▶ **TÂCHE COURTE A**
D'après le passage sur Marcel Laporte, à quel âge a-t-il accédé au français ?

▶ **PASSAGE DONNÉ**
Première de couverture d'Aubrac e Viadena, mon país, de Marcel Laporte (1910-2002)

Montanhòl et montanhièr autant que Parisien, Marcel Laporte est à ce titre très représentatif des Viadenaires. Son œuvre, reflet du vécu et de l’activité, ou création de commande, comprend des pièces en français et en occitan. En 1978, elle comptait une quarantaine de poèmes, fables ou chansons en occitan.
Né à París en 1910, il fut élevé al païs par une nourrice occitanophone. Excellent élève à La Terrisse et à Vitrac en Viadène, malgré une période de scolarisation limitée de la Toussaint à Pâques, et bien que n’ayant accédé au français qu’à l’âge de sept ans, Marcel Laporte put décrocher un prix de lecture à Paris à neuf ans, ainsi que la plupart des prix à l’âge de onze ans. Autodidacte à part entière, il s’est forgé une vraie science de la versification et une grande culture générale par la lecture.
A 18-19 ans, sa première publication fut un tirage à 500 feuilles des Enfants de la montanha sur l’air des Gars de la marine, qu’il vendait lors des fièiras pour 2 sous ou pour un pinton.

Marcel Laporte (1910-2002)
Originaire de Vitrac en Viadène, Marcel Laporte était très attaché à son país. Son œuvre est imposante.

Le Grelh roergàs lui a rendu hommage en 2008 (Aubrac e Viadena, mon país, n° 28 de la collection du Grelh).
« C’était dans les années 20, peu après la Toussaint. J’avais quatorze ans révolus depuis le vingt-trois octobre. Ce mois était régulièrement celui de la rentrée des classes à cette époque.
Mais de nombreux enfants, placés comme pastoureaux pendant la bonne saison, ne reprenaient le chemin de l’école qu’après les vacances d’automne.

▶ **TÂCHE COURTE B**
Recopiez la partie de la liste qui va de la ligne contenant « tag the shelf » jusqu'à la fin de la liste, ces deux bornes comprises, en substituant « sweater cuff » à « sweater sleeve » et sans rien modifier d'autre.

▶ **MATÉRIEL EXTRAIT**
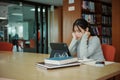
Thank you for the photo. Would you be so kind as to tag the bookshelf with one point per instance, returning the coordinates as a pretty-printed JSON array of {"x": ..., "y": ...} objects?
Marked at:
[{"x": 98, "y": 14}]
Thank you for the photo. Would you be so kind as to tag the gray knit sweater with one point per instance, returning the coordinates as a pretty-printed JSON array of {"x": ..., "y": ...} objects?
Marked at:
[{"x": 90, "y": 49}]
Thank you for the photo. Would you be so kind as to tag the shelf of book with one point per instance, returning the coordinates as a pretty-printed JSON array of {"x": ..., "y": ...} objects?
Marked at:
[{"x": 98, "y": 14}]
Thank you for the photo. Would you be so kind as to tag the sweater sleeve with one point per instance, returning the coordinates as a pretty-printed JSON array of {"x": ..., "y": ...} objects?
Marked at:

▶ **SOLUTION A**
À sept ans.

▶ **SOLUTION B**
Thank you for the photo. Would you be so kind as to tag the shelf of book with one point per instance, returning the coordinates as a pretty-printed JSON array of {"x": ..., "y": ...} objects?
Marked at:
[{"x": 98, "y": 14}]
Thank you for the photo. Would you be so kind as to tag the sweater cuff with one point per instance, returning the coordinates as a pretty-printed JSON array of {"x": ..., "y": ...} objects?
Marked at:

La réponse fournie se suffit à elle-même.